[Photo labels with bounding boxes]
----

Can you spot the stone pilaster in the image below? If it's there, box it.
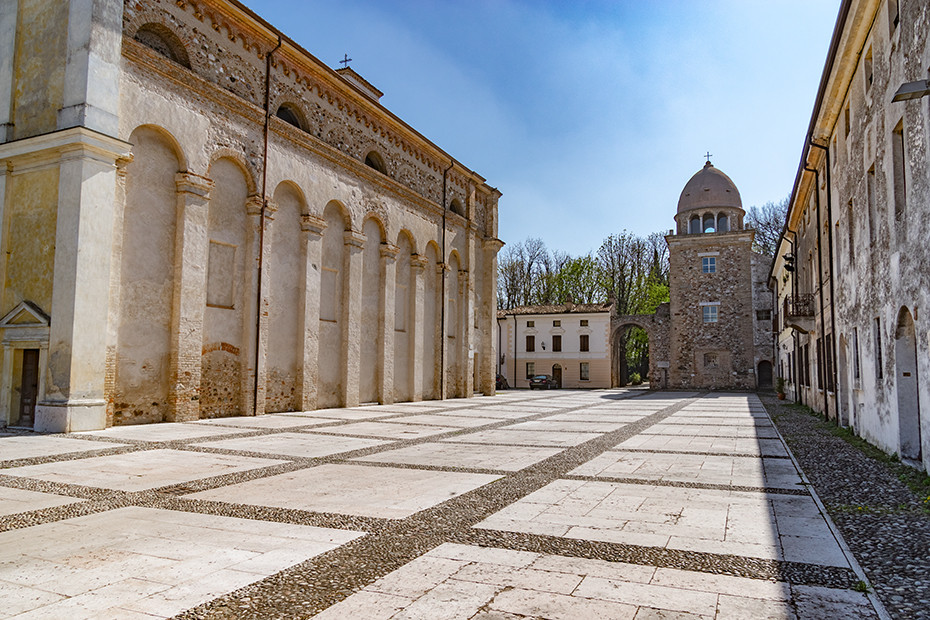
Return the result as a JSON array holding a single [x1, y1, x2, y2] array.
[[342, 230, 365, 407], [299, 215, 326, 411], [241, 196, 268, 415], [462, 228, 478, 398], [58, 0, 123, 136], [378, 243, 398, 405], [478, 238, 504, 396], [436, 262, 450, 400], [168, 172, 213, 422], [409, 254, 429, 401], [455, 269, 474, 398], [103, 155, 132, 427], [35, 128, 130, 432], [0, 0, 19, 142]]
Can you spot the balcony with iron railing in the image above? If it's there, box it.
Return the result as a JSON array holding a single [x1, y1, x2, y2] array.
[[784, 293, 814, 334]]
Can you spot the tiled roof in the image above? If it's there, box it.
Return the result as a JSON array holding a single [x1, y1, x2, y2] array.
[[497, 303, 613, 319]]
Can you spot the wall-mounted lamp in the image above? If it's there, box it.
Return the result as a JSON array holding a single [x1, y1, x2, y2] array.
[[891, 80, 930, 101]]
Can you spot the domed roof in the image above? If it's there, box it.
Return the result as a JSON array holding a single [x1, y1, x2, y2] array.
[[678, 161, 743, 213]]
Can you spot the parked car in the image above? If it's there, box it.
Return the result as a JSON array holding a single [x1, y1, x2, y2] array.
[[530, 375, 559, 390]]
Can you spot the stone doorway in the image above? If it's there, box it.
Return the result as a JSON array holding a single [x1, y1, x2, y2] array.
[[756, 360, 772, 389], [894, 308, 922, 461]]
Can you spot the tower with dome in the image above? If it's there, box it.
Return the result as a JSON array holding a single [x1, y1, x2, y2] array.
[[613, 157, 774, 389]]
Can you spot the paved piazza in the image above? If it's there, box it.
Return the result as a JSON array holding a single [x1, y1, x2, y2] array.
[[0, 389, 887, 620]]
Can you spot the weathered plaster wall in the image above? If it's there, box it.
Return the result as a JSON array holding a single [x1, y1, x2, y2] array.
[[12, 0, 68, 140], [3, 165, 58, 313], [109, 128, 179, 424]]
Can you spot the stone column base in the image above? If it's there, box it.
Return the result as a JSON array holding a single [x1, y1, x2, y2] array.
[[35, 400, 107, 433]]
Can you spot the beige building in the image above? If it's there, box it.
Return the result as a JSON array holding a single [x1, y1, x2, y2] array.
[[771, 0, 930, 470], [497, 303, 613, 388], [0, 0, 501, 431], [612, 160, 774, 389]]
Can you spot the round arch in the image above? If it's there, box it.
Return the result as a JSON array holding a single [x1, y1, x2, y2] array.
[[610, 317, 652, 388]]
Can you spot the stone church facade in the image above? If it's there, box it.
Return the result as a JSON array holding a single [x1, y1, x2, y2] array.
[[612, 160, 774, 389], [0, 0, 501, 431]]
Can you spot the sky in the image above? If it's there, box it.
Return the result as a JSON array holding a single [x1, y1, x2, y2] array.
[[246, 0, 840, 255]]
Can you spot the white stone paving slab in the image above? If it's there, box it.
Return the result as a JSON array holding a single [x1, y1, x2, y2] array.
[[569, 451, 802, 489], [315, 543, 871, 620], [0, 433, 127, 461], [617, 434, 788, 456], [391, 412, 501, 428], [193, 433, 391, 458], [75, 422, 248, 443], [3, 450, 286, 491], [313, 421, 460, 439], [352, 443, 561, 471], [184, 464, 499, 519], [477, 480, 848, 567], [0, 507, 362, 619], [0, 487, 83, 517], [183, 413, 342, 429], [506, 418, 626, 433], [443, 428, 598, 447], [275, 409, 397, 422]]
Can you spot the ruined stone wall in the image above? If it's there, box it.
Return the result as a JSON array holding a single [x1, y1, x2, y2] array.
[[666, 230, 756, 389]]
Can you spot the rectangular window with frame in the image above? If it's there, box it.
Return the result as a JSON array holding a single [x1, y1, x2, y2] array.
[[874, 317, 884, 379], [853, 327, 859, 385], [817, 338, 824, 390], [891, 119, 907, 222]]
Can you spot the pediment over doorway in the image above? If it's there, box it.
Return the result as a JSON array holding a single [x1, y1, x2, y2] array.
[[0, 300, 49, 328]]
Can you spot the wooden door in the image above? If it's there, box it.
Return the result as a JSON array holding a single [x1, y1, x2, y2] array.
[[19, 349, 39, 426]]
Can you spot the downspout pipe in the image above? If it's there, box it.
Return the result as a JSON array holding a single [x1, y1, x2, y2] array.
[[252, 35, 282, 415], [439, 160, 455, 400], [810, 140, 843, 426], [804, 162, 830, 420]]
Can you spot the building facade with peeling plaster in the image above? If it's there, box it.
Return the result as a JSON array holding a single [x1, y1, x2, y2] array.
[[0, 0, 501, 431]]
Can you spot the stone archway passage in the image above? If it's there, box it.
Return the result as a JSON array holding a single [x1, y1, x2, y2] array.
[[894, 308, 922, 461]]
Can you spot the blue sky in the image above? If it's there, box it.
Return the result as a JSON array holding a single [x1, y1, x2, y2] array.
[[254, 0, 839, 254]]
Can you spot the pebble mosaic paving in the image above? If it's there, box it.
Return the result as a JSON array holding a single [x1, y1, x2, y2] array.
[[0, 389, 887, 620]]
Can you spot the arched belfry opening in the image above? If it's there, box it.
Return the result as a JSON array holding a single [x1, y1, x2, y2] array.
[[133, 23, 191, 69], [274, 103, 304, 129], [365, 151, 387, 174]]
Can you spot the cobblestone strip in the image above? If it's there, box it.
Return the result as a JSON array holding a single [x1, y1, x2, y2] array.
[[762, 396, 930, 620], [450, 529, 857, 589], [562, 472, 810, 495], [177, 397, 699, 619]]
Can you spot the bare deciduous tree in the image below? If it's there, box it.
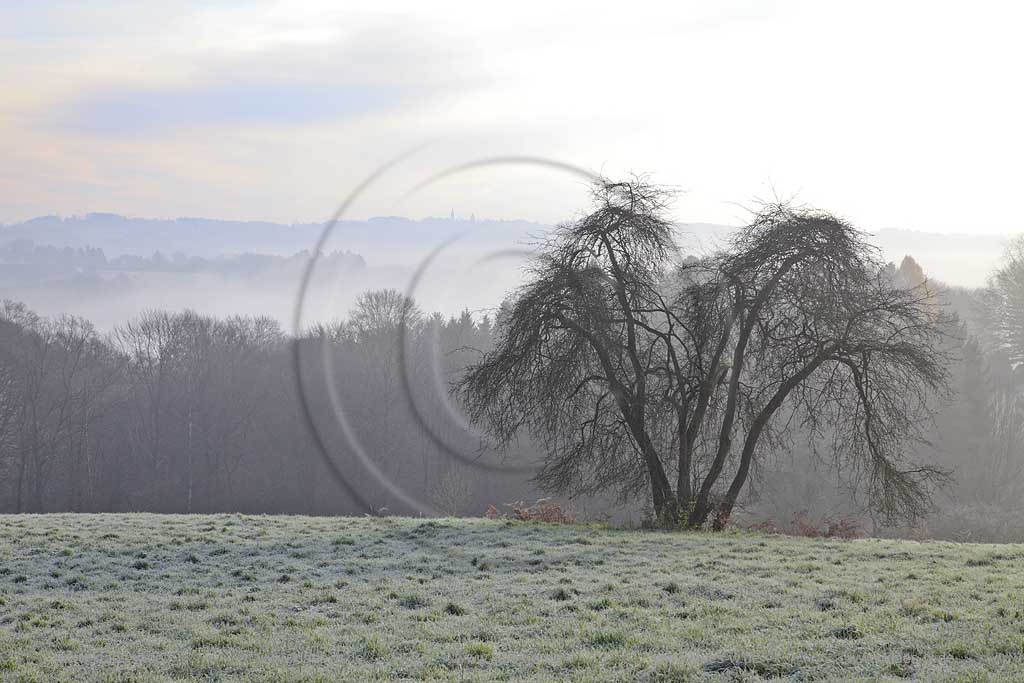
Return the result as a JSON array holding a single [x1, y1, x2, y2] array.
[[458, 180, 947, 527]]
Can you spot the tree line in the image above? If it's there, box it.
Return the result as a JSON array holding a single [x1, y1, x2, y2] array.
[[6, 180, 1024, 541], [0, 291, 536, 514]]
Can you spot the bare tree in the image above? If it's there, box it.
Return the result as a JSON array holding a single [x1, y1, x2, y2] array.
[[458, 179, 947, 527]]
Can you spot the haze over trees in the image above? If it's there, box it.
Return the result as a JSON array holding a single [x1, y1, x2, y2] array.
[[461, 180, 948, 528]]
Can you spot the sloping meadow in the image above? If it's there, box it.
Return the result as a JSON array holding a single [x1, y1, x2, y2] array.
[[0, 514, 1024, 683]]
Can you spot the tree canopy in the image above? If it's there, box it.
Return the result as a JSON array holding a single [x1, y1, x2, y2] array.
[[458, 179, 948, 527]]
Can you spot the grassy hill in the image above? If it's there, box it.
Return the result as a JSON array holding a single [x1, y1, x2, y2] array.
[[0, 514, 1024, 683]]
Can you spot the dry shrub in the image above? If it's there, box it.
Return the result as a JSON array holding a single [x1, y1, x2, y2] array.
[[825, 517, 865, 539], [793, 510, 823, 539], [484, 498, 575, 524], [746, 519, 782, 533], [746, 510, 865, 539]]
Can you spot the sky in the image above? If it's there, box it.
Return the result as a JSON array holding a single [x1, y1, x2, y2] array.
[[0, 0, 1024, 233]]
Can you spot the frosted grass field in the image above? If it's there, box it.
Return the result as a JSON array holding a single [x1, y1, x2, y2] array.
[[0, 514, 1024, 683]]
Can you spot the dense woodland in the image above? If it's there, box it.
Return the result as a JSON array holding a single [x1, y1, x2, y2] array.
[[0, 250, 1024, 541]]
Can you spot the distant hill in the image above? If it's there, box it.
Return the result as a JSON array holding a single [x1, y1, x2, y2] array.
[[0, 213, 1006, 329], [0, 213, 1007, 287]]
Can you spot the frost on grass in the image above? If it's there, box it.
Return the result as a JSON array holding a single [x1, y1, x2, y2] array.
[[0, 514, 1024, 683]]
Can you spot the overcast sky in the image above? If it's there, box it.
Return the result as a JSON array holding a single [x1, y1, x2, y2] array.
[[0, 0, 1024, 232]]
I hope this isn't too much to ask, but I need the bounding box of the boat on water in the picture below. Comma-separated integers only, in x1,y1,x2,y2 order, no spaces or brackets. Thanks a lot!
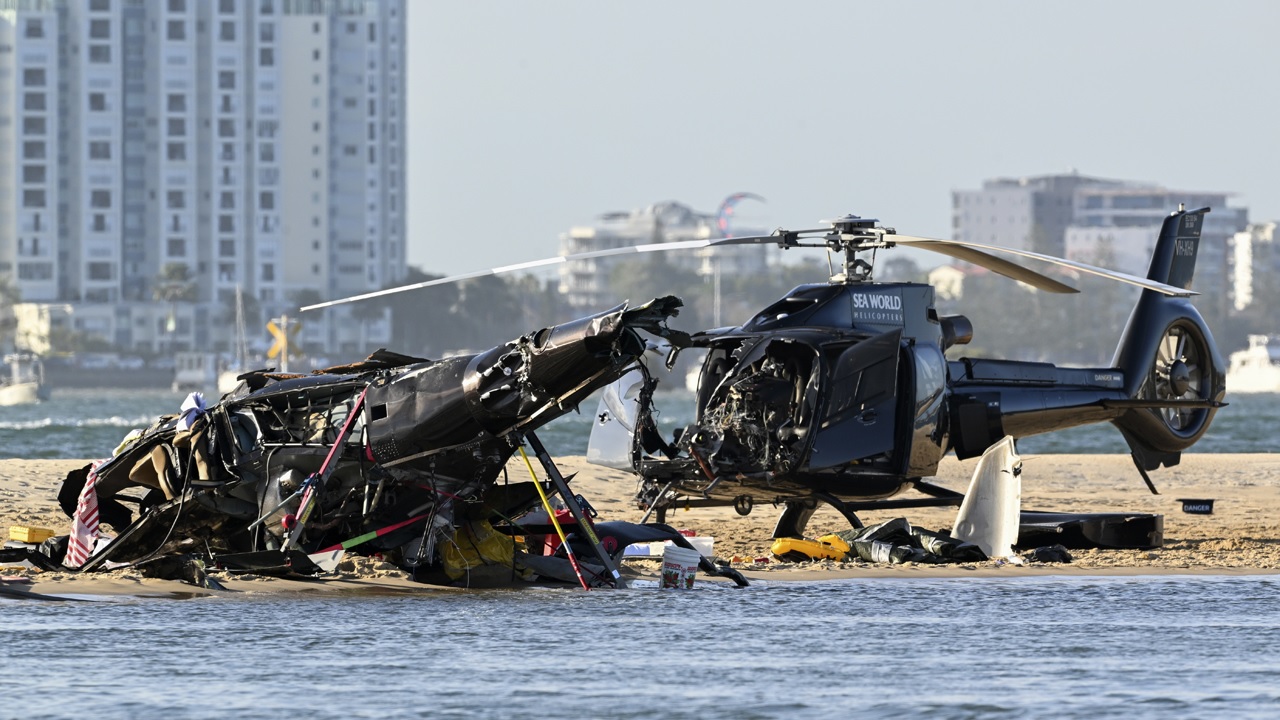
1226,334,1280,392
0,352,49,406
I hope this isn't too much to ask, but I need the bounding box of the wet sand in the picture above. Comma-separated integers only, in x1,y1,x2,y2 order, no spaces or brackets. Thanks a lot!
0,454,1280,596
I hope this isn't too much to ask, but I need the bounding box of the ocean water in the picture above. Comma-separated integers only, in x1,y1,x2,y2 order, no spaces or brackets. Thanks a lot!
0,577,1280,720
0,388,1280,460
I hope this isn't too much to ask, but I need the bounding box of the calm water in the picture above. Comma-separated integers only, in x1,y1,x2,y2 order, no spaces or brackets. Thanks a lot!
0,389,1280,460
0,577,1280,720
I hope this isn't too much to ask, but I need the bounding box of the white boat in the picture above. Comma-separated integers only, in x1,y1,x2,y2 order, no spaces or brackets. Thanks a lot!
1226,334,1280,393
0,352,49,406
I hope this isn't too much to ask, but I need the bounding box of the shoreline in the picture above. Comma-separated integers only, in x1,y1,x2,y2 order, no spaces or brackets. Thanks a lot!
0,454,1280,600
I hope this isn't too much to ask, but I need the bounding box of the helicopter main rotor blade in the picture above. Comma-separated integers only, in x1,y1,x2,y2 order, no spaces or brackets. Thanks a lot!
884,234,1199,297
884,234,1080,293
300,234,782,313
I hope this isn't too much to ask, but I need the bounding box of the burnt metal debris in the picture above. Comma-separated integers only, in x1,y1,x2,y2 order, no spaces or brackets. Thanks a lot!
59,296,740,587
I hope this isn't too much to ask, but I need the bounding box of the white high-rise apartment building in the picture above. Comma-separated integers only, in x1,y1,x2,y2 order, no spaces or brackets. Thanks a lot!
0,0,406,351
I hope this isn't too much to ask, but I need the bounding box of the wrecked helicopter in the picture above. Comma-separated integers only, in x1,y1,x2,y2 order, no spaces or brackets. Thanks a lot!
314,202,1225,537
59,297,745,588
49,203,1225,587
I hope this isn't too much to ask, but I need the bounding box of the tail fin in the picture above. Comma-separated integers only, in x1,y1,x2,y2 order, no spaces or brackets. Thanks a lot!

----

Starting at the beginning of the records and ending with the line that contains "[[678, 161, 743, 213]]", give those lines as a numbered list, leaving out blank lines and the pictures.

1. Can you spot the stone pilaster in the image below? If it's there, box it.
2. Return the result as a JSON array holding a single [x1, y1, x2, y2] array.
3. [[342, 230, 365, 407], [299, 215, 326, 411], [241, 196, 268, 415], [462, 228, 478, 398], [58, 0, 123, 136], [378, 243, 398, 405], [478, 238, 504, 396], [436, 262, 450, 400], [168, 172, 213, 422], [409, 254, 429, 401], [455, 269, 474, 398], [103, 155, 132, 427], [35, 128, 130, 432], [0, 0, 19, 142]]
4. Can you spot the balcony with iron railing in the image above? If it's there, box it.
5. Return the result as a JSON array holding a single [x1, y1, x2, y2] array.
6. [[784, 293, 814, 334]]
7. Can you spot the tiled roof in the image above? If it's there, box it.
8. Return the result as a JSON array holding a single [x1, y1, x2, y2] array.
9. [[497, 303, 613, 319]]
10. Can you spot the wall-mounted lamp in the image above? If it's there, box it.
11. Return the result as a JSON array holding a single [x1, y1, x2, y2] array.
12. [[891, 80, 930, 101]]
13. Can you spot the domed roof in the image above? If it's there, box it.
14. Return the result as a JSON array holding a single [x1, y1, x2, y2] array.
15. [[678, 161, 743, 213]]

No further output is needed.